— Start of Input rows —

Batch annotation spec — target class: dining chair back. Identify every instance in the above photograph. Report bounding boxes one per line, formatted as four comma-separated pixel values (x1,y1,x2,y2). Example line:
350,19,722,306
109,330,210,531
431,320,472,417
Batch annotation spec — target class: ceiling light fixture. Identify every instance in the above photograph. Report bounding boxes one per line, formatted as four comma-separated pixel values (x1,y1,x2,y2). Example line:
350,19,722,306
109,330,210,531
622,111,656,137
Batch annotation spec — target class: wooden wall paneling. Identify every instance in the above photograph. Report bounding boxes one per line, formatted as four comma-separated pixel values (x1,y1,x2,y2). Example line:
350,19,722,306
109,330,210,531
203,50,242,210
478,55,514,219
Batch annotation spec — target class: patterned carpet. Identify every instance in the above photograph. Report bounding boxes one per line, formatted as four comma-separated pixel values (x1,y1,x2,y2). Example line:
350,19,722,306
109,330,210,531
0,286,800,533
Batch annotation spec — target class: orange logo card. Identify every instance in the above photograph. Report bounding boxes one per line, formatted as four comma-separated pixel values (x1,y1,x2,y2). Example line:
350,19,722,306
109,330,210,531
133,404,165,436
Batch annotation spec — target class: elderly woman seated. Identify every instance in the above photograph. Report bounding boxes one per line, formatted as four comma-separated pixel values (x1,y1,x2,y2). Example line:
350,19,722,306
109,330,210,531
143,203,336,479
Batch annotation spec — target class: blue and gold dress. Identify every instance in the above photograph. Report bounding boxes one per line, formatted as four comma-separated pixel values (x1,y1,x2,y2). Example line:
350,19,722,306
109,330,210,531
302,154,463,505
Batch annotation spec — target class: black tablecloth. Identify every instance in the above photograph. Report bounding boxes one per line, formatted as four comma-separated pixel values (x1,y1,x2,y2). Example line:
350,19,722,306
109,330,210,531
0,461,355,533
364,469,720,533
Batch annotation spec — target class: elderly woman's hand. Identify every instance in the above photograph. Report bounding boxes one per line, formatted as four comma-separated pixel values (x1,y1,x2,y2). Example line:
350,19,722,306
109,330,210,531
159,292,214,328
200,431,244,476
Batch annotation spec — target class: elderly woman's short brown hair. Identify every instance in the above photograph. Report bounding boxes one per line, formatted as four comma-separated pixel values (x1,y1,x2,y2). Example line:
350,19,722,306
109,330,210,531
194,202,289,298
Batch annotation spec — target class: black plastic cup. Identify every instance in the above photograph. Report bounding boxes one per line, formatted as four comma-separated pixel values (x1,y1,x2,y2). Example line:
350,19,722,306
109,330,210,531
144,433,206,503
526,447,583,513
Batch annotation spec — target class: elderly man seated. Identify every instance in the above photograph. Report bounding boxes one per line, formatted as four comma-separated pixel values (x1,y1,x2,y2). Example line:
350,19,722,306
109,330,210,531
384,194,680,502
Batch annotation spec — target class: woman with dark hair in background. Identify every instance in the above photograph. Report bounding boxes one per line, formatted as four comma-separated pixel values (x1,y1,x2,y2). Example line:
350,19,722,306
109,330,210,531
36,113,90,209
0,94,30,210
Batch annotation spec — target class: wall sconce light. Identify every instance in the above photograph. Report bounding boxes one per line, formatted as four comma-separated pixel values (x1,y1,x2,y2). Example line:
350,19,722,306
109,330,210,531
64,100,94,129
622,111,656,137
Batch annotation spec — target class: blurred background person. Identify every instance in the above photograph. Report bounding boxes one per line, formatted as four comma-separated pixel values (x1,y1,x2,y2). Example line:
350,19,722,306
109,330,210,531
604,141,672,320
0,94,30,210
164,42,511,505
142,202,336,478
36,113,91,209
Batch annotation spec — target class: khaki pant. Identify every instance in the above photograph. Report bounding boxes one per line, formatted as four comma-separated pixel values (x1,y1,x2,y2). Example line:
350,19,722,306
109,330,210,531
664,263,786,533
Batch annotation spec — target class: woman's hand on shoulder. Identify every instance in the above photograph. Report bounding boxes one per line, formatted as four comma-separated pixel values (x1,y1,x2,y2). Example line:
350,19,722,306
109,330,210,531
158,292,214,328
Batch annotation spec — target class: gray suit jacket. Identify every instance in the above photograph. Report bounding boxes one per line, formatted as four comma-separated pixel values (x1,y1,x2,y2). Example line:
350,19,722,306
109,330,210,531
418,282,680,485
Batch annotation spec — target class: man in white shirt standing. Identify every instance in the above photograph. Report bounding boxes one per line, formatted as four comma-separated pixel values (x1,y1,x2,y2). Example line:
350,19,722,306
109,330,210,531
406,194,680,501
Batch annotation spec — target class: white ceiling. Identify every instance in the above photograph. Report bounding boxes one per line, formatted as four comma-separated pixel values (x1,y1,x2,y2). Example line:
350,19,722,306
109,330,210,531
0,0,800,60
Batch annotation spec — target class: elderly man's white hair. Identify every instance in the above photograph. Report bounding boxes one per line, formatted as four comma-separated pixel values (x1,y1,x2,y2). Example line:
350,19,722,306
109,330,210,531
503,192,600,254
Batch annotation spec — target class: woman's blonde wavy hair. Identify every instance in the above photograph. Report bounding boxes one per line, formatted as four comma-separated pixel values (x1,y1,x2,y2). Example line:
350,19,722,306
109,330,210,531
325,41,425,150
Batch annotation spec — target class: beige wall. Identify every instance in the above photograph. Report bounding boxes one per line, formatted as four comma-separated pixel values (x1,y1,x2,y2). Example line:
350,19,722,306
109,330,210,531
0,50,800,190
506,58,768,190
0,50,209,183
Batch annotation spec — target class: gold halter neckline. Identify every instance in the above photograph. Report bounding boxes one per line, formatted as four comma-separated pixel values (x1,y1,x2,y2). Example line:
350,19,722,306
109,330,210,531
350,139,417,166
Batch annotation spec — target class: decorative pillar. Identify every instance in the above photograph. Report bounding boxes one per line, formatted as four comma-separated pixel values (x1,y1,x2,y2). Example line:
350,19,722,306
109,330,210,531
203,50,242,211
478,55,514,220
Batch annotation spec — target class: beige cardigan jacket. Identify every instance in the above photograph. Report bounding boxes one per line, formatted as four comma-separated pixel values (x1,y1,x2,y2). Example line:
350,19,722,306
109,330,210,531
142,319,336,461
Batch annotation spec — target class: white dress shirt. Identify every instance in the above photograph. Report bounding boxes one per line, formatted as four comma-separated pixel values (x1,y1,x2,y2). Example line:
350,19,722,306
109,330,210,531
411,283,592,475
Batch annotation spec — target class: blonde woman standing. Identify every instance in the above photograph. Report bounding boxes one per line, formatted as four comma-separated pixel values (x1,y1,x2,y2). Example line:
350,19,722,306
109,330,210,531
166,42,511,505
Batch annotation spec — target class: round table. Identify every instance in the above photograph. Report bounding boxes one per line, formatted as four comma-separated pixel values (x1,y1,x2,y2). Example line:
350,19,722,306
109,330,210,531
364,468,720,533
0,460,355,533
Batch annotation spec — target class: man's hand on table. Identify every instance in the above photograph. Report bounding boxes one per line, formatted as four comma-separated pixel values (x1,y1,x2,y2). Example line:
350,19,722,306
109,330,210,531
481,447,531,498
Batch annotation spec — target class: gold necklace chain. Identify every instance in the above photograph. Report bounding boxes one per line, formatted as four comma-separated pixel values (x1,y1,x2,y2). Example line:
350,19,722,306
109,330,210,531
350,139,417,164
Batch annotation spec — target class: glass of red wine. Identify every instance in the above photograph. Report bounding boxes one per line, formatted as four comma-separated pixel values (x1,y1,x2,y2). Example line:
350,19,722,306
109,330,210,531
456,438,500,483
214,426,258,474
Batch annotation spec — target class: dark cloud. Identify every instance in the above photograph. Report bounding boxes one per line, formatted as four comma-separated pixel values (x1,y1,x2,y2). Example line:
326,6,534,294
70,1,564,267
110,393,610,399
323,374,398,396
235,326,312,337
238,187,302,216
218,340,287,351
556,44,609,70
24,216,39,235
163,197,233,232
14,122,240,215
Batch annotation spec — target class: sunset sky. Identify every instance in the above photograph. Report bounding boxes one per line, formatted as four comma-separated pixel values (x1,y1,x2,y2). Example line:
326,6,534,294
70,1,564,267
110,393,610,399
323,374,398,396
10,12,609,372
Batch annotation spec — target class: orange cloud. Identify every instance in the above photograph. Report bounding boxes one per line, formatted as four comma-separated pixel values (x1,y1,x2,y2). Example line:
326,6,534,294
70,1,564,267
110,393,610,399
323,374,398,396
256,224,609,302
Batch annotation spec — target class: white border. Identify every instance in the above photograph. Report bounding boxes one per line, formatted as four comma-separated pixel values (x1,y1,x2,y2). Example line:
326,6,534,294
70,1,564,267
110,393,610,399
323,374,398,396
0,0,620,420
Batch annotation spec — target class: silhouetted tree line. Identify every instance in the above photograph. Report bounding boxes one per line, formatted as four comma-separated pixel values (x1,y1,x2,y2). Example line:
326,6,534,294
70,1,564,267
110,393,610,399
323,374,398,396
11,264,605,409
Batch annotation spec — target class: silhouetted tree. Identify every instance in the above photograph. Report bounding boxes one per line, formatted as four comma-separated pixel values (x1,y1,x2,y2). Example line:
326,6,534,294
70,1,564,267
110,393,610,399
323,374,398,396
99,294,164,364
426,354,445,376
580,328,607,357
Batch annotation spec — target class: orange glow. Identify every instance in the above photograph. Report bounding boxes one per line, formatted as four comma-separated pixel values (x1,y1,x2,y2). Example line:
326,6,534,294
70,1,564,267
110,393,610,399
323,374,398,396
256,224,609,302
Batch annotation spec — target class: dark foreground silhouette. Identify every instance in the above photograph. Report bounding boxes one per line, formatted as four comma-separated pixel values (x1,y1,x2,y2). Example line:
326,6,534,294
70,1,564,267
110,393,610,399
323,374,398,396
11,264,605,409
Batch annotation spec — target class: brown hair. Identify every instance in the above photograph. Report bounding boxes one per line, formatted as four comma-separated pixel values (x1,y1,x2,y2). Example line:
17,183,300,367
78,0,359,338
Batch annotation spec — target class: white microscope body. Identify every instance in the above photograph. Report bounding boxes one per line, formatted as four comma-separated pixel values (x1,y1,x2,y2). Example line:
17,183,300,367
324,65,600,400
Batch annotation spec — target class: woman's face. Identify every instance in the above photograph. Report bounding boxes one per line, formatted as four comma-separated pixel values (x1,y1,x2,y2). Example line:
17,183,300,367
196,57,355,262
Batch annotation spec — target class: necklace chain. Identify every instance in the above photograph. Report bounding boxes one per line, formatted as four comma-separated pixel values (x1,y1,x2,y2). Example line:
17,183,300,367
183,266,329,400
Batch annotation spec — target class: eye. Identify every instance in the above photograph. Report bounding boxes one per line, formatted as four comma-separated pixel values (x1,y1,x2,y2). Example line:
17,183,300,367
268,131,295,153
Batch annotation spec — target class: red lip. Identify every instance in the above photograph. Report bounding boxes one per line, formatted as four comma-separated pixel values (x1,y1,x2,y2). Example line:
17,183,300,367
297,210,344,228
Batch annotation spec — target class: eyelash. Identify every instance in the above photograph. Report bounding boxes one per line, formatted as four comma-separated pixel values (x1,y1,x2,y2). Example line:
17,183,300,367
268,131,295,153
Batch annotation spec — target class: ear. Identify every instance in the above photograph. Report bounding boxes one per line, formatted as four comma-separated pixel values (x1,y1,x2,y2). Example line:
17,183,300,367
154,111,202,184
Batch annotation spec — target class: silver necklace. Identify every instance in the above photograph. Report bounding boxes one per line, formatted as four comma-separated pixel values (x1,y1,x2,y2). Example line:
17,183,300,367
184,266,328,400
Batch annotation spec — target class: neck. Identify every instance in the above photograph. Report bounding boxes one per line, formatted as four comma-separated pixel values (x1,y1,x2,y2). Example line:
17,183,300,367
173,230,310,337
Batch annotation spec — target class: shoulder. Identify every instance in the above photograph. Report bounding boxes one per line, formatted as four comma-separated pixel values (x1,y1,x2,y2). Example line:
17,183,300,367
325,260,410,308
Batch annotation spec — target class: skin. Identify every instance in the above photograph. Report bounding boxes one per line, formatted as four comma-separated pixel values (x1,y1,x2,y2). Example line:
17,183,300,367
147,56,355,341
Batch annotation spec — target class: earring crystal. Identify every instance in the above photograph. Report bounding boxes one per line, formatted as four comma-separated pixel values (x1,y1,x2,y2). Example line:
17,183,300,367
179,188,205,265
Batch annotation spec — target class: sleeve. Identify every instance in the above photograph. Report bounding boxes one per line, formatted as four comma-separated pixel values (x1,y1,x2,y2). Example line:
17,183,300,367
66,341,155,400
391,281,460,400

— End of Input rows —

=== Required task ===
Copy the rows again, starting at the first row and ending at the line that contains "302,154,463,505", and substitute "List" for "Report" while keeping everything else the same.

=== Answer in full ===
Batch annotation spec — target class: dining chair back. Identify every instance in the above photograph. List bounding boxes one per line, formatted as four comma-separated pixel values (x1,y1,x2,y2). Example line:
350,19,722,306
109,330,210,531
431,320,472,417
Batch annotation spec — target class: ceiling light fixture. Identify every instance in the above photograph. List bounding boxes one per line, formatted as four comma-separated pixel values (x1,y1,x2,y2). Example line:
350,19,722,306
109,330,210,531
622,111,656,137
Batch annotation spec — target class: wooden wall paneling. Identify every instance in the above photograph. List bounding boxes one per line, formatted as four comma-separated pixel values (x1,y1,x2,y2). Example line:
350,19,722,306
109,330,210,531
203,50,242,210
478,55,514,219
Batch annotation spec — target class: patterned carpet. Identify every instance in the above photograph. List bounding boxes one per line, formatted as four comma-separated pixel values (x1,y1,x2,y2). Example line:
350,19,722,306
109,330,210,531
0,286,800,533
Batch annotation spec — target class: orange logo card. Identify every instance in the above photograph. List bounding boxes one per line, formatted as four comma-separated pixel values (x1,y1,x2,y2). Example line:
350,19,722,306
109,330,210,531
133,404,165,436
Batch annotation spec — target class: elderly woman seated. Identify every instance in the above photograph. List bounding boxes one per line, formatted as four comma-separated pixel values (x1,y1,x2,y2). Example line:
350,19,722,306
109,330,210,531
143,203,336,479
Batch annotation spec — target class: blue and gold dress. Identify every instance in the above photograph. List bounding boxes one per line, formatted as four comma-separated pixel values (x1,y1,x2,y2). Example line:
350,19,722,306
109,330,210,531
302,154,463,505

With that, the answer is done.